1) The Final Recommendation:


I, as a Policy analyst, recommend to oppose the current draft of Karnataka Misinformation and Fake News (Prohibition) Bill 2025 by Karnataka Government.While the government’s intent to combat misinformation is laudable, this bill ironically becomes a threat to democracy rather than its safeguard. It undermines constitutional freedoms, lacks checks and balances, and risks becoming a tool of censorship rather than a protector of truth.

CORE DEFECTS:
– Violates Article 19(1)(a) Through vague and broad definitions that fail supreme court’s three-pronged test: narrow tailoring, connection to harm, and judicial oversight
– Creates administrative and federal conflicts resulting in over-censorship
– Lacks judicial oversight or proportionality safeguards as per Supreme Court standards


2) THE CRISIS: Constitutional Catastrophe

This bill is a direct attack on Article 19(1)(a) of the Indian Constitution. Government officers are conferred unparalleled authority to decide truth and falsehood with minimal judicial supervision. Historical precedent has warned us:  Section 66A of the IT Act, invalidated by The Supreme Court in Shreya Singhal v. Union of India for similar constitutional flaws.

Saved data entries
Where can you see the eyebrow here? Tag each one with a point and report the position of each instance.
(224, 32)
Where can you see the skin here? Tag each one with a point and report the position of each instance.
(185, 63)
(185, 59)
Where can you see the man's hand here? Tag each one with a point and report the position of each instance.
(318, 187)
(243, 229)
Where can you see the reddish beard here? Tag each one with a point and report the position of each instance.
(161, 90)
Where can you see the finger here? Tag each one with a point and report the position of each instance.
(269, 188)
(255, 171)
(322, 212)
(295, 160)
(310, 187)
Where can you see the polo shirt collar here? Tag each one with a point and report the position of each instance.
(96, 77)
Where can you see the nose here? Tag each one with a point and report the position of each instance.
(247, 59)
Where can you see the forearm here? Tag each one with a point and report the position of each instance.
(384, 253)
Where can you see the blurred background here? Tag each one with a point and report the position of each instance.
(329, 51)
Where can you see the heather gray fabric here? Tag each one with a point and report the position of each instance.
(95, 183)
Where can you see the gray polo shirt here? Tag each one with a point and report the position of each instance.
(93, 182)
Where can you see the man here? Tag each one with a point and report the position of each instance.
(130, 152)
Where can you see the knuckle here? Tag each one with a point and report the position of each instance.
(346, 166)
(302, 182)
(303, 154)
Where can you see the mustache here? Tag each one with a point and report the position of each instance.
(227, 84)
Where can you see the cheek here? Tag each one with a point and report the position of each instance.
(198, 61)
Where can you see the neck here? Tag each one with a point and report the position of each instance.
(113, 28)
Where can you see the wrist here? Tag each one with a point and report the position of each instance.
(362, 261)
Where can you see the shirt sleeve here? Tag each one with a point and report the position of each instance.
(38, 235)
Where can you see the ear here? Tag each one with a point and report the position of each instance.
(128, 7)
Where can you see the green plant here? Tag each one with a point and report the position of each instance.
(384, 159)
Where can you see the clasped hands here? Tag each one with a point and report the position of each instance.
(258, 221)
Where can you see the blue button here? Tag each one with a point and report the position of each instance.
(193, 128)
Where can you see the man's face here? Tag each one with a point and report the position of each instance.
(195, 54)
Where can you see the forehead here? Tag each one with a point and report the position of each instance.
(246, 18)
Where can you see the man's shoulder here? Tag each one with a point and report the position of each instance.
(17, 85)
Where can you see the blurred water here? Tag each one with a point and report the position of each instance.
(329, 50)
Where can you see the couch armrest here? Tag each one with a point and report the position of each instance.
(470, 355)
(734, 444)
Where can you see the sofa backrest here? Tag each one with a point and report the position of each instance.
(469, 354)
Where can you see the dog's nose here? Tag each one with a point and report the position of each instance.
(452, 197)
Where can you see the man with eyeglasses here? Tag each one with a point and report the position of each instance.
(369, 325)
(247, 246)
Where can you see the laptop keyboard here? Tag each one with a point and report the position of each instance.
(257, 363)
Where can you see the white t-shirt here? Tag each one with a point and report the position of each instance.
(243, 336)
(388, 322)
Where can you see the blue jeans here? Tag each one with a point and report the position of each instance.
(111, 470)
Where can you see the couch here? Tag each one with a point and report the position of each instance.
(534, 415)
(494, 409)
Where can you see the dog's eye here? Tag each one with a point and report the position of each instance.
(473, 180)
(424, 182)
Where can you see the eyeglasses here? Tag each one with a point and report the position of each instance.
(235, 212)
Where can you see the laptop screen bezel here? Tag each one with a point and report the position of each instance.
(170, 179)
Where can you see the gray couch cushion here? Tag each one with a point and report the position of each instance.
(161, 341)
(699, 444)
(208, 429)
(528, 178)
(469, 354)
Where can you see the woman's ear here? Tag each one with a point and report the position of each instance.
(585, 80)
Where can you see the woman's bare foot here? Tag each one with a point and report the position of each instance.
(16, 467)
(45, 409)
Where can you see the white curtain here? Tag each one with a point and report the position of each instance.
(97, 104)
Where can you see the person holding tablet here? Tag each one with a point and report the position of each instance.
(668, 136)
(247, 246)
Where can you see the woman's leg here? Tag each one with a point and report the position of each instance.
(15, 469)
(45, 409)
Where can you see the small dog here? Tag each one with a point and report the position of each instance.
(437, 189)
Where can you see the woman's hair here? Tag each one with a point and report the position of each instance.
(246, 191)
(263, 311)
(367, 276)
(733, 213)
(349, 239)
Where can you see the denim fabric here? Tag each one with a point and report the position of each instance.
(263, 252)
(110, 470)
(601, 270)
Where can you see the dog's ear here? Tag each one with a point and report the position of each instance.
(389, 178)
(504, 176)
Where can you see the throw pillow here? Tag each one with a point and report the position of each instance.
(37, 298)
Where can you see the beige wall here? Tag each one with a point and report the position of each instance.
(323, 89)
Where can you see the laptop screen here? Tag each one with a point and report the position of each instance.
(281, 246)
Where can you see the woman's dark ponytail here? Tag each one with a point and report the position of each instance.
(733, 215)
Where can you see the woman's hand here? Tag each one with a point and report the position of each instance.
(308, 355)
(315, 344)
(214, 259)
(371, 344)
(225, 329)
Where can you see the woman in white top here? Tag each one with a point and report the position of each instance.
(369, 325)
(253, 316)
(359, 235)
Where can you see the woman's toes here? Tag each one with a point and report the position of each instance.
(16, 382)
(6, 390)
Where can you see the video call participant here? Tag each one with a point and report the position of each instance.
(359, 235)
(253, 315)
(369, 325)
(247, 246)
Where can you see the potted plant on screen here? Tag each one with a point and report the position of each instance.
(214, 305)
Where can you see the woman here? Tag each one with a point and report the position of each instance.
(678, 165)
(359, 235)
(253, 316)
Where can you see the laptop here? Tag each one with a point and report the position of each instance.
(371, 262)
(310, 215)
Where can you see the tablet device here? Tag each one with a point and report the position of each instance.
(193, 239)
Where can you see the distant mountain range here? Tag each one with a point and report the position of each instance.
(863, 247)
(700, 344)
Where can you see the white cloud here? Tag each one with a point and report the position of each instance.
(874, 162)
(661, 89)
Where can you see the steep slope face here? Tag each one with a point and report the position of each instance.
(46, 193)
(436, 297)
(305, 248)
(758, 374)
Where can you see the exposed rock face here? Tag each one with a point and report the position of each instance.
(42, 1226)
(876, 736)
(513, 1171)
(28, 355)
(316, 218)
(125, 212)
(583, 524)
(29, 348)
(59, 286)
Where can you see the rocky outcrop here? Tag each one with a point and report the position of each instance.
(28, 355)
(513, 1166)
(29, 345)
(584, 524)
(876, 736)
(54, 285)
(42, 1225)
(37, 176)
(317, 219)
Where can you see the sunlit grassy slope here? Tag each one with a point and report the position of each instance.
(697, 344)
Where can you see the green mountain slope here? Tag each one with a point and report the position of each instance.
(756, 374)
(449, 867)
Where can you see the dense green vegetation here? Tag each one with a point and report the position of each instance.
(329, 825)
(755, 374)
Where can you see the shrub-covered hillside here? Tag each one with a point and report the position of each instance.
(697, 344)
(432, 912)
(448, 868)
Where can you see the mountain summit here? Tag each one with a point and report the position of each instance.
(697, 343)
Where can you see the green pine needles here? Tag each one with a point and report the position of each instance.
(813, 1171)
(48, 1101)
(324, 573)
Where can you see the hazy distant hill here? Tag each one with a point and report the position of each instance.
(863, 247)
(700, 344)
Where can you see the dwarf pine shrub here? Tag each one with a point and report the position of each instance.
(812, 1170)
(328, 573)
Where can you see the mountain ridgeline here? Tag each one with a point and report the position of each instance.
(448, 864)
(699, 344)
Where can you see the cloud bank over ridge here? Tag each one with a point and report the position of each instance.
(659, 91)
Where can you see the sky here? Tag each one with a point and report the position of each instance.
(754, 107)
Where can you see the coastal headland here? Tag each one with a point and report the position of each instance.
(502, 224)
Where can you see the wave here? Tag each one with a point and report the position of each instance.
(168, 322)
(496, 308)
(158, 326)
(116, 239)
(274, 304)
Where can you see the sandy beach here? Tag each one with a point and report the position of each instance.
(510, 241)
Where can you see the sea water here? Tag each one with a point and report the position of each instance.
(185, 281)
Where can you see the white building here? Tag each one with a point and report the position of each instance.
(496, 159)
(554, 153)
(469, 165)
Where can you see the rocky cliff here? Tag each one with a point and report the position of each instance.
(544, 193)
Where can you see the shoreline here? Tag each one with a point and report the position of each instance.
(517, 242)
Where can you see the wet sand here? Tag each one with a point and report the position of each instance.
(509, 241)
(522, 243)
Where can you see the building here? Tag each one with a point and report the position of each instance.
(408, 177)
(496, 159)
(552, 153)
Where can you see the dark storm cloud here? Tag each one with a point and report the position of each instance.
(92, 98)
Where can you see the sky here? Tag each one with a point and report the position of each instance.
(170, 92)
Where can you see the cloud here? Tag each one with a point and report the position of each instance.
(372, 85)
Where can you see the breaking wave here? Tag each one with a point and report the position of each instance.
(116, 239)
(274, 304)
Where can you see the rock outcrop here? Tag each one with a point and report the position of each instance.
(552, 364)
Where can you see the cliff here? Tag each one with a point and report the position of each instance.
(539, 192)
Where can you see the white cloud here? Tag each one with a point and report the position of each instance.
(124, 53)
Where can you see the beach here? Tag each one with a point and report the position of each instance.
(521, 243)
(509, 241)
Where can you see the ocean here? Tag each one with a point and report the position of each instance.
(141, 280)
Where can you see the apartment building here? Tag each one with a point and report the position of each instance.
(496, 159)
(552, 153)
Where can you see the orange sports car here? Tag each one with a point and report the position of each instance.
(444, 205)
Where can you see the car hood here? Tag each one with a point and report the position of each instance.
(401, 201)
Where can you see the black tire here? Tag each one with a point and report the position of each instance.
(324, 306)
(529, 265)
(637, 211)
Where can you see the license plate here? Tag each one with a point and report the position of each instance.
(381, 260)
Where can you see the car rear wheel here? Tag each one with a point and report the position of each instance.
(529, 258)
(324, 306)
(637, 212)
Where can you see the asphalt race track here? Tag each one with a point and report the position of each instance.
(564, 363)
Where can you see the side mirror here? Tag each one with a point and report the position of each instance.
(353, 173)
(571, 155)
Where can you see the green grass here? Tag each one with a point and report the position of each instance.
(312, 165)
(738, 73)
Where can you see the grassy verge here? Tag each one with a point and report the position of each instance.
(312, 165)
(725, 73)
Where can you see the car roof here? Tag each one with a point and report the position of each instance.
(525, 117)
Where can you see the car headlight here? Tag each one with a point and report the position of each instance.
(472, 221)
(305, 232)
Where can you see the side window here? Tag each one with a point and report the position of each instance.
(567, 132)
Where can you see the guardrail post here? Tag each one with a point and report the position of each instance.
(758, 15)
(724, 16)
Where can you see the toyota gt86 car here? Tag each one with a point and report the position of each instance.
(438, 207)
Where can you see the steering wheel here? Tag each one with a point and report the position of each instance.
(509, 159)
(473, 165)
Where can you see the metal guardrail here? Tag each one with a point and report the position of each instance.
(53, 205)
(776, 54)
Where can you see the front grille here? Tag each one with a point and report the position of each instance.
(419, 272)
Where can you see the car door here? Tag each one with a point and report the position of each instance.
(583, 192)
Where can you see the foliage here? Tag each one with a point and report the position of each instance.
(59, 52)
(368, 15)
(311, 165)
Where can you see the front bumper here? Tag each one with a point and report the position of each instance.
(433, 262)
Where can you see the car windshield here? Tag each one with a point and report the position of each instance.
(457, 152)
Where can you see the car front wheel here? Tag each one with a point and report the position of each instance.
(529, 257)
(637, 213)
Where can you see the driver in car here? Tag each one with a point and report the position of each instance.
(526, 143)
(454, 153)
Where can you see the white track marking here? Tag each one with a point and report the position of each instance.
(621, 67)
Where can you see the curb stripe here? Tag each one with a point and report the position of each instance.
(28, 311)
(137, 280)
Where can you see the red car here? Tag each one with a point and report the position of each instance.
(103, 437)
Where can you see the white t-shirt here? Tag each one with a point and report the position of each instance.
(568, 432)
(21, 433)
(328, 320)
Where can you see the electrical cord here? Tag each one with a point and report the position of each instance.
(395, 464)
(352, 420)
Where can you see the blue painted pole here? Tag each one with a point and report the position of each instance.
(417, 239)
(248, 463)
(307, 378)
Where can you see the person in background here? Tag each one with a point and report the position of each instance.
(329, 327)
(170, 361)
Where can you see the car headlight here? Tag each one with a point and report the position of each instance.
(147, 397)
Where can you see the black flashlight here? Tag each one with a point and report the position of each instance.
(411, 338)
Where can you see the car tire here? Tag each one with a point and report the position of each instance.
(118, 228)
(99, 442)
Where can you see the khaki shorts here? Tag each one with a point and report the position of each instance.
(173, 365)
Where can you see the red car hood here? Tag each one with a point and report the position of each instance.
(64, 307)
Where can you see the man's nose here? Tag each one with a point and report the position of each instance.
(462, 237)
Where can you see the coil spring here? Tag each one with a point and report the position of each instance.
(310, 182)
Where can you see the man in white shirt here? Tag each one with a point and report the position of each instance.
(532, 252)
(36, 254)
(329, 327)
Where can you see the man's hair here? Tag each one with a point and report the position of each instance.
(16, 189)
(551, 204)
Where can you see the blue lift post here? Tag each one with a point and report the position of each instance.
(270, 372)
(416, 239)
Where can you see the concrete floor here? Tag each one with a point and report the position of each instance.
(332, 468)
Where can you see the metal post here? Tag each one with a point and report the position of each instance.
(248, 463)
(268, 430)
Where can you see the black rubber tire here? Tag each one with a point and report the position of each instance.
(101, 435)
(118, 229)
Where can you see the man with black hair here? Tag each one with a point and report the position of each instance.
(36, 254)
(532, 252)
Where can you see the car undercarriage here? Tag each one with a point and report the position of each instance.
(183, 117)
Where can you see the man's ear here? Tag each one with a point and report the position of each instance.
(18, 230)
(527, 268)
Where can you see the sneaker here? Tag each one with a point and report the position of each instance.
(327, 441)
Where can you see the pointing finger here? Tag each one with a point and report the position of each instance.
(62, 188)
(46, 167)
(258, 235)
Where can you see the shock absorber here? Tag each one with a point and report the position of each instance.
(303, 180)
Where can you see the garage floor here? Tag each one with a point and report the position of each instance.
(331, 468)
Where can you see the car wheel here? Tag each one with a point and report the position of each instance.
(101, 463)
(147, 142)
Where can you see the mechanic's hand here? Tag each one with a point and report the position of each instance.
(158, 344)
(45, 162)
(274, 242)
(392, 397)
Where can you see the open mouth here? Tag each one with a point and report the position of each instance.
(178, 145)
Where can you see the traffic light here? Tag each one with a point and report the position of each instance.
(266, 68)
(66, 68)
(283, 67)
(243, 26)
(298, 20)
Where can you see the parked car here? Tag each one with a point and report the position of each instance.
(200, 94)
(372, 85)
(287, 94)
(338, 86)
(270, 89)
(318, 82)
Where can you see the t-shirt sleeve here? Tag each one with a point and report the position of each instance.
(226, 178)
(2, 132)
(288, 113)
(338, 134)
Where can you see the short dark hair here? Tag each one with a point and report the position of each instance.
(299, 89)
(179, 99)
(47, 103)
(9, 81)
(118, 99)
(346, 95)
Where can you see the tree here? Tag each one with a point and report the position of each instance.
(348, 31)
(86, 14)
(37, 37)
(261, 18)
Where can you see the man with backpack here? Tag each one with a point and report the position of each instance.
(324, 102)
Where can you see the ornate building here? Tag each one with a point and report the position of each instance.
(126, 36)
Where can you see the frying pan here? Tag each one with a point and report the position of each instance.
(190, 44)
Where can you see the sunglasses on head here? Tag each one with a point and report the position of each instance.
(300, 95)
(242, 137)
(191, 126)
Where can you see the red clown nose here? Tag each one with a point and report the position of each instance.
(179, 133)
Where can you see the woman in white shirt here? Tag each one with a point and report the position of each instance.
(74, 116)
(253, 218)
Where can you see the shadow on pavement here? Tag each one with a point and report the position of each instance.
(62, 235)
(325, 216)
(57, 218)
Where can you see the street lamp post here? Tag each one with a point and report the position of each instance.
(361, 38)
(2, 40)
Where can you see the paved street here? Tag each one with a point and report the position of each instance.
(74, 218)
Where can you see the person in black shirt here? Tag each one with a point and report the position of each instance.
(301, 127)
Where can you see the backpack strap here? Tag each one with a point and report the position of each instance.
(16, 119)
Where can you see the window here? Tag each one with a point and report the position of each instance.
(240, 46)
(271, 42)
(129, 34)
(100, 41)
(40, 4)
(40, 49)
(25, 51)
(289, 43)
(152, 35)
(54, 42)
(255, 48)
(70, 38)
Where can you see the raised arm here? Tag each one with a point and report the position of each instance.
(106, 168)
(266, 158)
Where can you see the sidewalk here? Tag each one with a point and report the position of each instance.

--- Requests ---
1/ Can you condense the paragraph beginning "I, as a Policy analyst" in the analysis of the Karnataka misinformation bill into a short list of its main points?
2/ Could you give what comes next in the analysis of the Karnataka misinformation bill, picking up after its final sentence?
These rows come from a separate source.

--- Responses for each task ---
1/
- Recommends opposing the current draft of the Karnataka Misinformation and Fake News (Prohibition) Bill 2025 by the Karnataka Government.
- Calls the government's intent to combat misinformation laudable, but says the bill becomes a threat to democracy rather than its safeguard.
- Says it undermines constitutional freedoms and lacks checks and balances.
- Warns it risks becoming a tool of censorship rather than a protector of truth.

2/
The law breaks every rule the Supreme Court has set for speech limits:
– Definitions need to be narrow and exact,
– Enforcement needs to involve judicial review, and
– Punishment needs to be proportional

Thus, the bill fails on all counts creating risk of criminal prosecution before meaningful hearings, allowing content to be removed in hours by any administrative order. Even the Appeal procedures do not have specific timeframes or meaningful review procedures to follow. This represents the administrative tyrannic rule disguised as law enforcement.

3) Evidence and Supporting Arguments (Justifications for Opposition)

  •  THE CAUSE OF CHAOS: Definitional Disaster

    The question is, what is the truth? The bill vaguely addresses the critical issue. Information exists contextually (past, present, future), it evolves, and much of it is also very technical and requires expert-level knowledge. The bill is more based on a presumption that staff in the public service have expertise on all matters of public life domains.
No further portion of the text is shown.